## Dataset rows
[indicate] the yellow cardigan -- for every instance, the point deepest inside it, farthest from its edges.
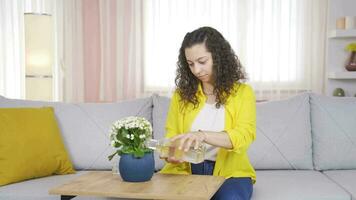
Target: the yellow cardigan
(240, 124)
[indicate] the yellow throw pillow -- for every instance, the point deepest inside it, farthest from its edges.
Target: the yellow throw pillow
(31, 145)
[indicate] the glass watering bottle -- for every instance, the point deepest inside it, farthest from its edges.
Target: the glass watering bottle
(166, 149)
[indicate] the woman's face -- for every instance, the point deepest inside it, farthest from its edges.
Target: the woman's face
(200, 62)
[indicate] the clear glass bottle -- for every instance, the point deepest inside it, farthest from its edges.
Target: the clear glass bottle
(166, 149)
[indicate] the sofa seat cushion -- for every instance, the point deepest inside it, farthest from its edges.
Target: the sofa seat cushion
(333, 130)
(37, 189)
(296, 185)
(283, 137)
(345, 179)
(85, 127)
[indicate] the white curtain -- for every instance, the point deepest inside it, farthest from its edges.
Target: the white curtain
(99, 50)
(285, 45)
(12, 77)
(279, 42)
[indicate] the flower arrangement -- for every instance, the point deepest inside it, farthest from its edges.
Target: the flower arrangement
(351, 47)
(129, 134)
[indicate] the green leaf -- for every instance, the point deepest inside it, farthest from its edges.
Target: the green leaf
(351, 47)
(112, 156)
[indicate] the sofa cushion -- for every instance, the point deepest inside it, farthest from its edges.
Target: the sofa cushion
(30, 145)
(296, 185)
(85, 126)
(345, 179)
(283, 138)
(333, 122)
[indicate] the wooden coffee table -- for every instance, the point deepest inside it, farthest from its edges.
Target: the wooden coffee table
(161, 186)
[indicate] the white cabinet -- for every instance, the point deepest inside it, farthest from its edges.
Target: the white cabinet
(336, 56)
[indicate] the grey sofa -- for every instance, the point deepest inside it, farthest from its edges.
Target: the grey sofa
(305, 147)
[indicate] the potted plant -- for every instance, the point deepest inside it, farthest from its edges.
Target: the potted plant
(128, 137)
(351, 64)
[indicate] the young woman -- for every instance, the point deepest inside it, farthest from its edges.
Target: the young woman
(212, 106)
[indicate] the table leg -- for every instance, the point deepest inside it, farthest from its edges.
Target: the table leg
(66, 197)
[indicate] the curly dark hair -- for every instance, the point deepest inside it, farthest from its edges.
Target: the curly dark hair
(227, 69)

## The exercise
Can you write out the stretch of rows above from the line containing "[indicate] the flower" through the end of the rows, requests included, with every coordinate in the answer points shifted up by 69?

## Output of the task
[indicate] the flower arrangement -- for every instance, the point deepest inside it, farthest from its edges.
Target: the flower arrangement
(420, 116)
(198, 203)
[indicate] the green leaf -- for every instance, the point deepest inside it, farthest from its edges.
Target: the green leaf
(420, 116)
(181, 225)
[indicate] the sofa cushion -- for every instance, the point deepest inside it, farthest from its edges.
Target: the sofa cushion
(99, 214)
(365, 254)
(154, 195)
(414, 248)
(352, 207)
(402, 191)
[indicate] the wooden coffee table -- for every instance, the point deepest inside it, farthest from its edges.
Target: the wooden coffee table
(230, 255)
[indicate] the white cabinet -- for every instance, the point deepest inside it, farthest from its edges.
Target: the white cabinet
(405, 125)
[indicate] the grey sofa -- for every instance, the point deepest inside it, farthest from its edges.
Target: the grey sofa
(374, 216)
[indicate] the potted plant -- for every instance, the point deepest inside it, farthest from its edges.
Target: the potted plant
(197, 206)
(420, 133)
[indicate] the young woman -- for every instance, the point deepest inside it, farthest from its edges.
Target: the young woman
(281, 175)
[indicate] the table leg -- for every instance, the point deepest inside it, farthest from its edges.
Target: the table leg
(135, 266)
[indicate] the curly dark hair -- for every instance, the point deepest inside it, farthest from its edges.
Target: the curly dark hair
(296, 138)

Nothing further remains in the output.